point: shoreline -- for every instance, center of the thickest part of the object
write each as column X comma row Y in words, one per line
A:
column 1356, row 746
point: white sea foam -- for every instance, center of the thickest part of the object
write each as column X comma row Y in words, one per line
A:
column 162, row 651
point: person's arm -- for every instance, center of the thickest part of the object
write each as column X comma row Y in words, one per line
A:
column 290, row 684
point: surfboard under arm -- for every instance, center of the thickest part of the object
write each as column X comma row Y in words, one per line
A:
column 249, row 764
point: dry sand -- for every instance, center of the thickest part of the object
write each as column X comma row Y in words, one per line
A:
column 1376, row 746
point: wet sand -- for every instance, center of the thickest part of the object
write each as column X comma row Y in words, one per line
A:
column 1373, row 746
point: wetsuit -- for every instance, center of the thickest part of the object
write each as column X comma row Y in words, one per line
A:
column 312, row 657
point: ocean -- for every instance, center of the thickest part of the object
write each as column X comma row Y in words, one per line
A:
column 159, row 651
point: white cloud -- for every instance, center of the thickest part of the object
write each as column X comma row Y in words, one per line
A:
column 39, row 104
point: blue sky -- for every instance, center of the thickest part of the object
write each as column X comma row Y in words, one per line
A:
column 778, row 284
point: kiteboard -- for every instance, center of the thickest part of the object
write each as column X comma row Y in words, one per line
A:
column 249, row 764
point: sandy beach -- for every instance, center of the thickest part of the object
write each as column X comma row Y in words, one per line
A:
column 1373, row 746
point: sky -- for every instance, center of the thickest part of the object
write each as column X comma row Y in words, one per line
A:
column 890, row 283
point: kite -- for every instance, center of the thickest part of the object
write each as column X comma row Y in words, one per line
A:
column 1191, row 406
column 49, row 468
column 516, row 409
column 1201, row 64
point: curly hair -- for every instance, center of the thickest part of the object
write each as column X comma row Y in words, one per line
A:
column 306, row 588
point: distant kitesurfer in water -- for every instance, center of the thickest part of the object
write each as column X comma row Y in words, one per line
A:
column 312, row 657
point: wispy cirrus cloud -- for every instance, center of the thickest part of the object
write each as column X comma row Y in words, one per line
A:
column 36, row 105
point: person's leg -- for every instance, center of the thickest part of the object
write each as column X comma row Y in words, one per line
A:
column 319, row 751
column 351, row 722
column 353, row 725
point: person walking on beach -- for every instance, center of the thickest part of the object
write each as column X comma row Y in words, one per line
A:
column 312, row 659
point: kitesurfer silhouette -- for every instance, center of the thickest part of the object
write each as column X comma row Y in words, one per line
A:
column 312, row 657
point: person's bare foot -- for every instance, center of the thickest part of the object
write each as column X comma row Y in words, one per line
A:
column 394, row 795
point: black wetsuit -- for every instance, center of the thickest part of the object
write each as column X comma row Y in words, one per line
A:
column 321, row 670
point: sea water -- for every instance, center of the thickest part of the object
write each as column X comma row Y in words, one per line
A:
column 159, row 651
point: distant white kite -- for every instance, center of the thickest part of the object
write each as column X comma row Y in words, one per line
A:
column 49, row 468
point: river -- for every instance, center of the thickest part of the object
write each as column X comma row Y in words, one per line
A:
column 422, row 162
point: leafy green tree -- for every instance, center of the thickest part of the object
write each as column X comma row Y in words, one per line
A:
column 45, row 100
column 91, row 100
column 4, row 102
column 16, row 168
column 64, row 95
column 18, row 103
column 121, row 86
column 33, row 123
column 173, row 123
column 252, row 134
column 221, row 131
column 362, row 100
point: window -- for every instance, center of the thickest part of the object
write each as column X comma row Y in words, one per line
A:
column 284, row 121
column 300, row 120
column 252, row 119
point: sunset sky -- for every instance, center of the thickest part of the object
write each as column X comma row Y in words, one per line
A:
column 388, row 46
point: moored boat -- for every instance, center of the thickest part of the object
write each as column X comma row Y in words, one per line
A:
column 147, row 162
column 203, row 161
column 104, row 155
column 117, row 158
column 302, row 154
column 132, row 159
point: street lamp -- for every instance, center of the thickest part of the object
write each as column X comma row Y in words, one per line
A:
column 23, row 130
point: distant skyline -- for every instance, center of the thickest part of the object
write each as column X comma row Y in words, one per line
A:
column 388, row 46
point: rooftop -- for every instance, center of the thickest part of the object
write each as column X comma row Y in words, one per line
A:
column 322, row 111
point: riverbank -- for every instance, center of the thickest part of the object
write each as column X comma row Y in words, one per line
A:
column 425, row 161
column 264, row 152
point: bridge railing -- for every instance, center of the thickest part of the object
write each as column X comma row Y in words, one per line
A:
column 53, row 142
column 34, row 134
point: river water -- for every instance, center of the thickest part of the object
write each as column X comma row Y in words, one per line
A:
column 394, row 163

## Problem statement
Retype the items from the first line down to and including the line with "column 162, row 651", copying each line without change.

## Solution
point: shoreline -- for every instance, center of the thickest part of the object
write each as column X comma row Y in words, one per line
A:
column 1356, row 746
point: white sea foam -- for every instance, center of the thickest part of the object
write each as column X comma row Y in words, one per line
A:
column 162, row 651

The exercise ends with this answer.